■ TEXTO SELECIONADO ■
Escrito por Mariana Aranha Viana Guzzoni, estudante do Programa de Tutoria Essencial 2022
O Deus do Novo Testamente é o mesmo do Antigo Testamento? Esse é um questionamento levantado por algumas pessoas que enxergam o Antigo Testamento tratando de um Deus rígido e severo, distinto do Deus amoroso que Jesus — e o Novo Testamento — veio revelar. Causa-lhes surpresa o fato de Deus ser justo ao exercer justiça e juízo, quando, na verdade, deveriam se surpreender com o fato Dele agir em toda a história com bondade, graça e amor mesmo com os seres humanos não sendo merecedores de nada disso. De forma bastante apropriada, R. C. Sproul escreveu que “quando a justiça de Deus se manifesta, ficamos ofendidos porque achamos que Ele nos deve misericórdia perpétua” (SPROUL, 2008, p. 123).
No Jardim do Éden, Deus nutria com o homem um relacionamento de amor. Entretanto, a Queda, com a entrada do pecado, trouxe uma ruptura no modo do homem se relacionar com o seu Criador, bem como uma deturpação da imagem de Deus e da própria imagem do homem. O resultado foi uma desconexão e hostilidade na maneira de o homem enxergar a Deus, com os olhos e coração cheios de injustiça e inimizade.
Desde então, vivemos o progresso da redenção, onde Deus, em toda a história, sempre age em missão de resgate do homem, manifestando Seus aspectos paternais e amorosos. É uma grande história pertencente e encenada por um Deus imutável, que em todo o Antigo Testamente sempre agiu com base nos Seus atributos de amor, justiça, graça e misericórdia. Nas palavras de A. W. Pink, “Deus é perpetuamente o mesmo: não é sujeito a mudança alguma em Seu ser, em Seus atributos e em Suas determinações” (PINK, 2016, p. 57). Logo, Deus não mudou, tampouco Seus atributos sofreram mudanças. Ele era, é, e sempre será amoroso, justo, gracioso e misericordioso.
Deus sempre foi ao encontro de quem Ele criou: o Senhor foi ao encontro de Adão, de Abraão, de Moisés e de tantos outros, assim como veio até nós em Cristo Jesus. Ele formou o homem para um relacionamento pessoal de comunhão plena e, no decorrer do drama da redenção, escolheu um povo, tratando-o com laços de amor, para que O conhecessem e vivessem na Sua presença, sendo luz para as demais nações. Não obstante todo esse amor e cuidado, a injustiça e inimizade do coração do povo de Israel deturparam sua visão e seu relacionamento com Deus. De forma progressiva e orgânica, Deus continuou a manifestar seu amor, justiça, graça e misericórdia, cujo ápice foi o envio ao mundo de Seu Filho para trazer reconciliação completa e definitiva.

■ OBJETIVO DO EXERCÍCIO ■
Dê continuidade ao texto acima sobre a imutabilidade de Deus no Antigo e no Novo Testamento, começando logo após a última frase apresentada.

■ DADOS FORNECIDOS ■

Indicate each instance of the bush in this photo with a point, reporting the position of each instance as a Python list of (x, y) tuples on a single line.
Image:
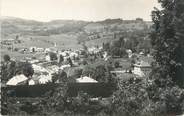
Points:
[(116, 64)]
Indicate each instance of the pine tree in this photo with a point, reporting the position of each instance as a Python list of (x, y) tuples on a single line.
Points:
[(168, 41)]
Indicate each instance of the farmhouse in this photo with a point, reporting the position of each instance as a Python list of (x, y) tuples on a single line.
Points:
[(142, 69)]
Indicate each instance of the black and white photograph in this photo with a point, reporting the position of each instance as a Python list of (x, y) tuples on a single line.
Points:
[(92, 57)]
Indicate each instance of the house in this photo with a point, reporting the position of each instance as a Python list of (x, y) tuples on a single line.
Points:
[(86, 79), (18, 79), (142, 69)]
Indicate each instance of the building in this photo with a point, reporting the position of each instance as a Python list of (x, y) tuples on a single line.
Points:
[(142, 69)]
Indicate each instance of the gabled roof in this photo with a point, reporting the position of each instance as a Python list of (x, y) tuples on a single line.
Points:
[(142, 64), (86, 80), (17, 79)]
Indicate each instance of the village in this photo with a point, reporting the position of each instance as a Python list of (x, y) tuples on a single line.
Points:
[(52, 61)]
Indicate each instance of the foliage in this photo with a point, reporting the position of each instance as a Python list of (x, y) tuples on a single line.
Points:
[(167, 40), (10, 69), (99, 72)]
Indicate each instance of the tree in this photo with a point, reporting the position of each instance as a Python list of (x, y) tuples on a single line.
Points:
[(6, 58), (168, 42)]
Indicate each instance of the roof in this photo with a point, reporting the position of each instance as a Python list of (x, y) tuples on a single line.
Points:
[(86, 80), (142, 64), (17, 79)]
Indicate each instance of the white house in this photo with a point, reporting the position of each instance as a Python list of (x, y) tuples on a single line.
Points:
[(17, 80), (142, 69), (86, 79)]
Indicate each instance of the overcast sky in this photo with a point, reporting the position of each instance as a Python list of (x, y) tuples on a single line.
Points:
[(91, 10)]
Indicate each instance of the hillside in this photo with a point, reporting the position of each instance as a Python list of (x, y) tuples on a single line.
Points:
[(67, 33)]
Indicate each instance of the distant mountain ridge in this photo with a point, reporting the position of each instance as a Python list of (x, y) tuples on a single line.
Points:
[(13, 25)]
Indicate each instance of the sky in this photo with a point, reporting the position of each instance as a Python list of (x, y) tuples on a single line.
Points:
[(89, 10)]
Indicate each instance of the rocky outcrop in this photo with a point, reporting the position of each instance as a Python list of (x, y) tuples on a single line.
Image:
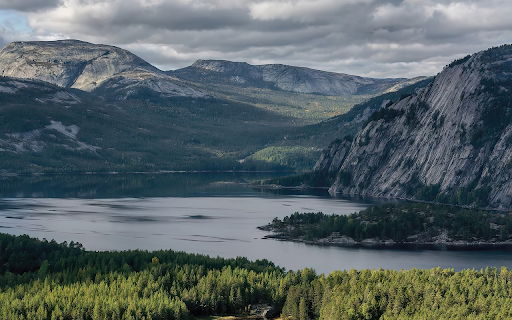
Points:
[(449, 142), (288, 78), (82, 65)]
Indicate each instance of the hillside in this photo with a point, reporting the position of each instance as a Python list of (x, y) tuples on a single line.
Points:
[(46, 128), (86, 66), (284, 77), (450, 142)]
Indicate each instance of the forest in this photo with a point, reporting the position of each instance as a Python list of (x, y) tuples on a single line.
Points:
[(41, 279), (405, 222)]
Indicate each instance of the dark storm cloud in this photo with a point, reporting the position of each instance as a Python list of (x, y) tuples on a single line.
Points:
[(368, 37), (29, 5)]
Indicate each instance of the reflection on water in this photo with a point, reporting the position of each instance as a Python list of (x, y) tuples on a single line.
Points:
[(198, 213)]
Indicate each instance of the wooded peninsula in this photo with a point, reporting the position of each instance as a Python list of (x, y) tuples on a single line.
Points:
[(389, 224), (50, 280)]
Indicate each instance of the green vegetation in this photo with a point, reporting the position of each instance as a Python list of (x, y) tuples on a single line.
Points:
[(47, 280), (315, 179), (302, 158), (470, 195), (410, 222)]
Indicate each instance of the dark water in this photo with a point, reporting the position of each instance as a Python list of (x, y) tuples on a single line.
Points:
[(215, 214)]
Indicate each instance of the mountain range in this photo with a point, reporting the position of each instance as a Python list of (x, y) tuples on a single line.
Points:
[(75, 106), (449, 142)]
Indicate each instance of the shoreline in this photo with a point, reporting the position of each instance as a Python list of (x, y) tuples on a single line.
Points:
[(11, 174), (390, 244)]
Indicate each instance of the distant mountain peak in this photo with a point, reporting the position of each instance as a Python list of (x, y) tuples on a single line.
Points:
[(284, 77), (85, 66)]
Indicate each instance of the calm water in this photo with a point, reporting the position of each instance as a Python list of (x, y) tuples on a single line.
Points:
[(214, 214)]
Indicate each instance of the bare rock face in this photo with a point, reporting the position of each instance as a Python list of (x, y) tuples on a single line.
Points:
[(451, 141), (287, 78), (78, 64)]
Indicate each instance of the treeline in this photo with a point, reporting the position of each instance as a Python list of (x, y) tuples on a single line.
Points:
[(48, 280), (399, 222)]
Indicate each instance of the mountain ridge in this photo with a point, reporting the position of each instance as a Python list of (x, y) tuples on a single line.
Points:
[(285, 77), (450, 142), (85, 66)]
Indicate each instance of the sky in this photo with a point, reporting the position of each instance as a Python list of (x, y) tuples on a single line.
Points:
[(374, 38)]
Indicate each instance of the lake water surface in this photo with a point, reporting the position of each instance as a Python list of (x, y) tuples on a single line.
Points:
[(213, 214)]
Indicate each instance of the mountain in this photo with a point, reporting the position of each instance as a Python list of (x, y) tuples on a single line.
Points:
[(449, 142), (86, 66), (47, 128), (284, 77), (73, 106)]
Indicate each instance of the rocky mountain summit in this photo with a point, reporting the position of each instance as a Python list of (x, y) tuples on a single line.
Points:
[(86, 66), (287, 78), (449, 142)]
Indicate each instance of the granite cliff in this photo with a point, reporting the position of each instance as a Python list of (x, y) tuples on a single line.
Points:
[(449, 142)]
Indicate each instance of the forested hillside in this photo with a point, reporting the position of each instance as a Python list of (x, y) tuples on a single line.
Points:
[(449, 142), (47, 280)]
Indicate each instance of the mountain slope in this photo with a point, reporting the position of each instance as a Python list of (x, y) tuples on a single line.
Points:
[(85, 66), (283, 77), (450, 142), (46, 128)]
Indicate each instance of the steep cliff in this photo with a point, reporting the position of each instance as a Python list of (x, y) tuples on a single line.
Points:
[(449, 142), (86, 66), (287, 78)]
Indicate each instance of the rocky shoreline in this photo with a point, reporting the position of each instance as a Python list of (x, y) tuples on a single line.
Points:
[(441, 241)]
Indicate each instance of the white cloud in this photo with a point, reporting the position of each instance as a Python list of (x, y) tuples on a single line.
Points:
[(385, 38)]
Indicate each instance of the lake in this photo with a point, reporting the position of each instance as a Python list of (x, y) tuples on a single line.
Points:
[(208, 213)]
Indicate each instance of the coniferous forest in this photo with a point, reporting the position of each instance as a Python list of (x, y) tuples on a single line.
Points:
[(49, 280)]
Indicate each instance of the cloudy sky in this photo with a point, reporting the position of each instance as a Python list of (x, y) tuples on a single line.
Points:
[(378, 38)]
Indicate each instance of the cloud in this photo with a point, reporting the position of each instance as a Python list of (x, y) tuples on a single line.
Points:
[(29, 5), (380, 38)]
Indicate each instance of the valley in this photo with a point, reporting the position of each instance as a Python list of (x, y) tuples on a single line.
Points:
[(128, 116)]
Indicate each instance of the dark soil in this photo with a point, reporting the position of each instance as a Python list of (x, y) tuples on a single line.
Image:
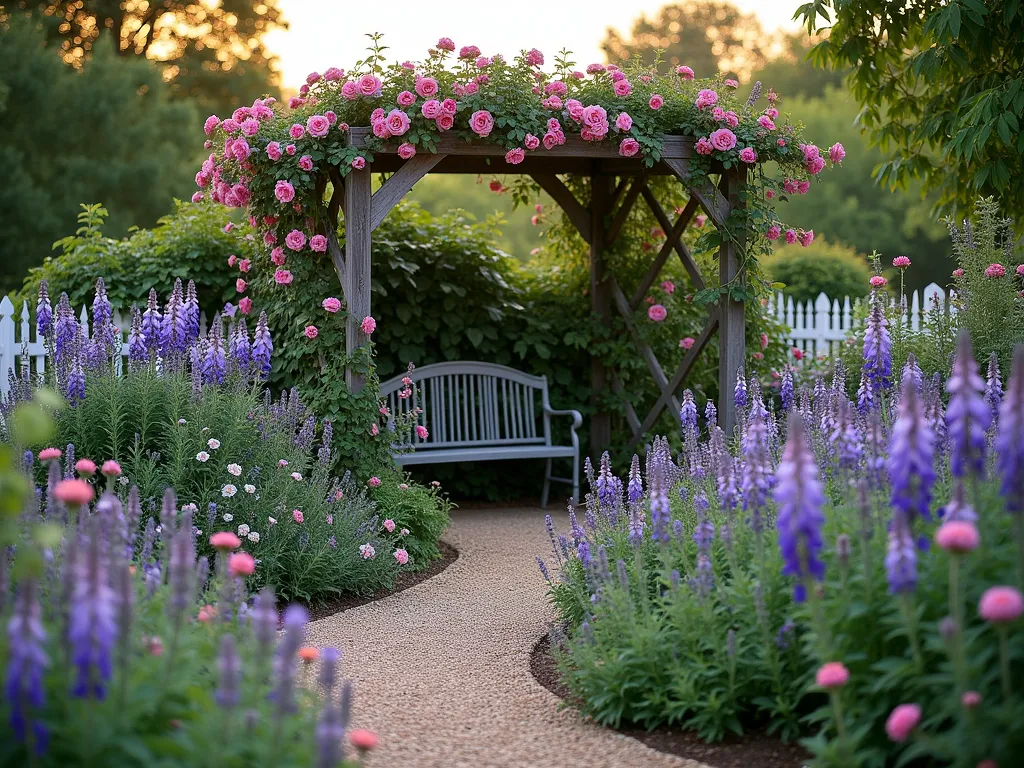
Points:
[(406, 580), (753, 750)]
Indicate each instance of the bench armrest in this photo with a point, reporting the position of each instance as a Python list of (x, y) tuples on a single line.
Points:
[(577, 417)]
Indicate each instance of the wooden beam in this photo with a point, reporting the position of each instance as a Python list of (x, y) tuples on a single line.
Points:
[(674, 237), (677, 378), (639, 183), (398, 185), (578, 214), (356, 285), (645, 351), (711, 199), (732, 321), (600, 303)]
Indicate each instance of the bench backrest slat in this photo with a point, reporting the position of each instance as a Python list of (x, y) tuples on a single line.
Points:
[(473, 403)]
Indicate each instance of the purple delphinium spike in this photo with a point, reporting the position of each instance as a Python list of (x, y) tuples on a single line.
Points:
[(878, 346), (993, 385), (27, 660), (92, 628), (800, 496), (262, 348), (785, 391), (968, 416), (138, 355), (229, 681), (1010, 438), (153, 322), (44, 312), (910, 458), (214, 365)]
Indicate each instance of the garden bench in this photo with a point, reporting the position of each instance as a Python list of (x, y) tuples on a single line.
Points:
[(482, 412)]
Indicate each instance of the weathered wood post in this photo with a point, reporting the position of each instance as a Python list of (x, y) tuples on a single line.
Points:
[(732, 327), (356, 286), (600, 302)]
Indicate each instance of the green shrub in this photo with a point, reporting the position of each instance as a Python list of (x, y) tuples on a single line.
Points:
[(834, 269)]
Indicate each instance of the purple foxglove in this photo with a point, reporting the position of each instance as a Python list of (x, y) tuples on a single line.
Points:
[(968, 416), (1010, 438), (910, 458), (44, 312), (27, 662), (800, 496)]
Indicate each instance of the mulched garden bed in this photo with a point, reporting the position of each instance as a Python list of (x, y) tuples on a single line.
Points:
[(754, 749), (404, 580)]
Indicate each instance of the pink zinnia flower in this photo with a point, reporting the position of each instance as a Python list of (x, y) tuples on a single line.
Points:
[(998, 604), (902, 721), (657, 312)]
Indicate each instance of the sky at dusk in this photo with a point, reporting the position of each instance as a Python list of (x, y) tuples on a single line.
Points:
[(332, 33)]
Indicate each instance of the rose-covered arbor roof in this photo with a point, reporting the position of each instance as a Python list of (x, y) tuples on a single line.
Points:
[(616, 184)]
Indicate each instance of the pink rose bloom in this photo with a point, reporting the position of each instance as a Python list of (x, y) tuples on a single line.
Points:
[(317, 125), (426, 87), (369, 85), (657, 312), (723, 139), (832, 675), (431, 110), (481, 122), (284, 192), (1000, 604), (902, 721)]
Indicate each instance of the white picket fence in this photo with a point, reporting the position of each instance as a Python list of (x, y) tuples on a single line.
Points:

■ RESPOSTA DA TAREFA ■
O Filho vem até nós trazendo a revelação de quem Deus Pai é, o que abarca, assim, a Sua paternidade. Deus não se tornou Pai na encarnação de Jesus. Pelo contrário, jamais houve tempo quando Deus não era o Pai de Jesus Cristo e jamais haverá tempo quando Ele deixará de ser. No evangelho de João 17:24, Jesus deixa claro que o Pai o amava antes da fundação do mundo: “Pai, quero que os que me deste estejam comigo onde eu estou e vejam a minha glória, a glória que me deste porque me amaste antes da criação do mundo”, conforme bem expressou Michael Reeves:
O Filho agora traz para nós o amoroso relacionamento que sempre havia desfrutado com seu Pai. Quando se torna homem, pela primeira vez um ser humano desfruta da comunhão que o próprio Filho mantém com o Pai. Em Jesus, pela primeira vez, um ser humano vive em perfeita comunhão com Deus. Amando a Deus com todo o seu coração, alma, mente e força, amando seu próximo como a si mesmo, ele é o primeiro e único a guardar e cumprir a lei. (REEVES, 2018, p. 63)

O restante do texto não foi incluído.